RAW DATA

** BEGIN **

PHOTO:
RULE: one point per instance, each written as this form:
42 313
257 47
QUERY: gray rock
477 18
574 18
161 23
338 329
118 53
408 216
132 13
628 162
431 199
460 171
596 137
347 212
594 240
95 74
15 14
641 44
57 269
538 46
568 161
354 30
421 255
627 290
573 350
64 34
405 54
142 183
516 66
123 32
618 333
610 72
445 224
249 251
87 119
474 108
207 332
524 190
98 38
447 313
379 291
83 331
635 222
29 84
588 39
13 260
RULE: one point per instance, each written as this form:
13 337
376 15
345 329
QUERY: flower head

** END **
** BEGIN **

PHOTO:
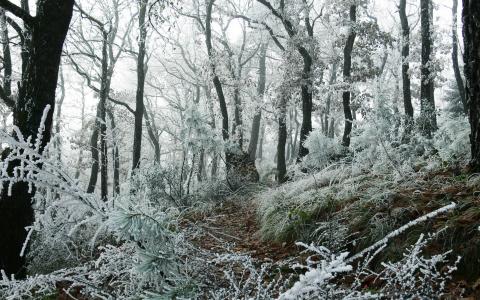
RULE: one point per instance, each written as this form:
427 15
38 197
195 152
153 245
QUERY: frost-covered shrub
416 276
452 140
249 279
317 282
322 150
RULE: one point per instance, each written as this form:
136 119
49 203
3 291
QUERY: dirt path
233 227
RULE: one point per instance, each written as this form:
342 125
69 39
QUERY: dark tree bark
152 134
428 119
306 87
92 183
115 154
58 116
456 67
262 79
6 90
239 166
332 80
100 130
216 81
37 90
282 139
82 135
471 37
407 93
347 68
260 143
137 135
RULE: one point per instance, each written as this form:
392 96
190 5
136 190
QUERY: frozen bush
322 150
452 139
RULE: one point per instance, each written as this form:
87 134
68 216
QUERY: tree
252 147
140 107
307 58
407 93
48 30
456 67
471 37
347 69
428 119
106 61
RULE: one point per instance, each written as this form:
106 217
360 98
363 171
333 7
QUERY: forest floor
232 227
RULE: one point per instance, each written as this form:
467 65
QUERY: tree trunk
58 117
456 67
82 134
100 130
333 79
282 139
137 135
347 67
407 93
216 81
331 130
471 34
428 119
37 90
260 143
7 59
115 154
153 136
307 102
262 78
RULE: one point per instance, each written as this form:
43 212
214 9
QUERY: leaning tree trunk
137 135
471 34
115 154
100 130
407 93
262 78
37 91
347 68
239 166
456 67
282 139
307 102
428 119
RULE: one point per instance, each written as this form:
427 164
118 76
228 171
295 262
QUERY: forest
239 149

** END **
** BEGIN **

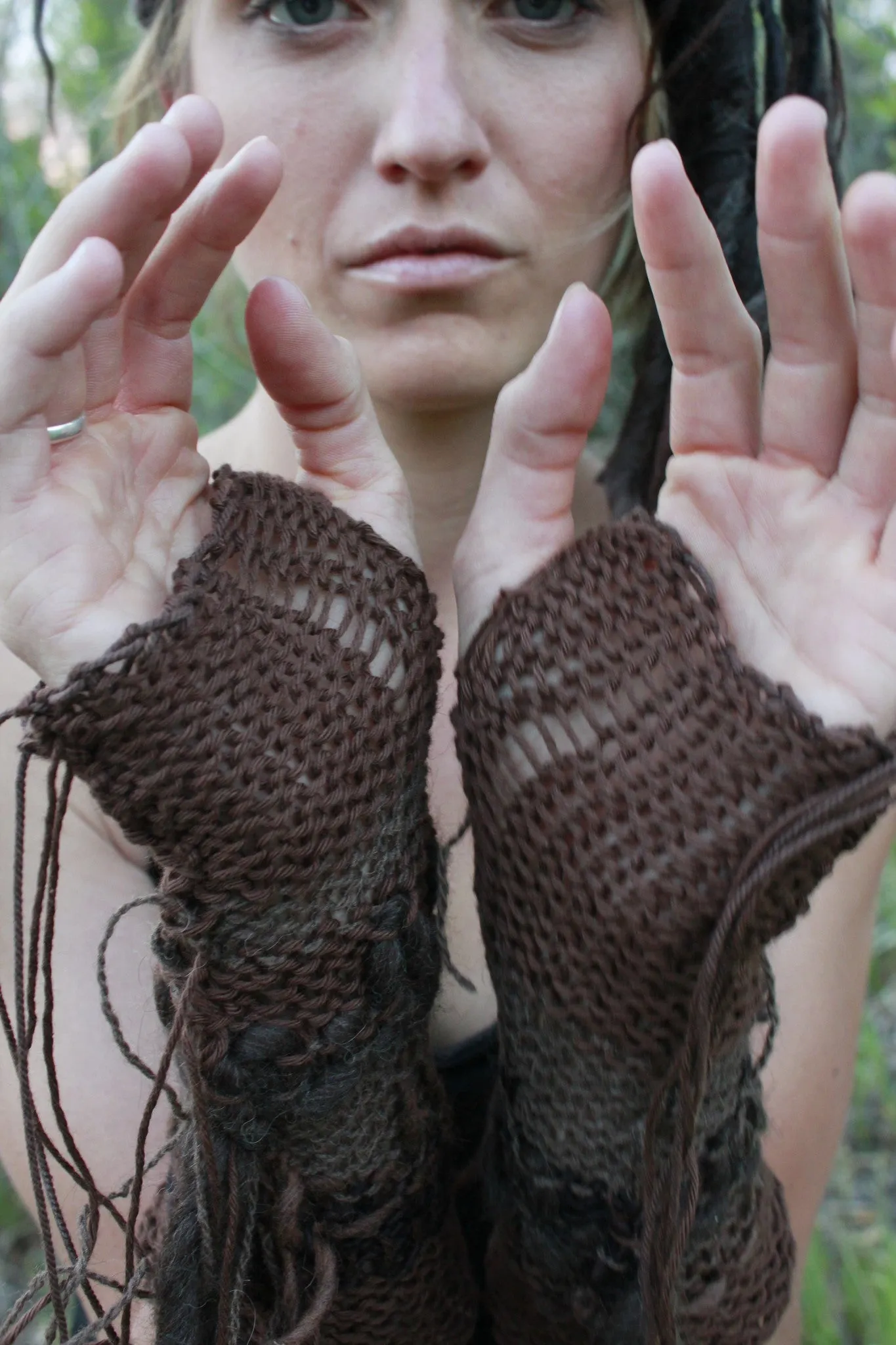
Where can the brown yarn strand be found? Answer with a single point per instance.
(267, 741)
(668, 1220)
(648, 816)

** END **

DIRECTION
How many lines in the rows above contain the word "tree"? Give only the number.

THE RESULT
4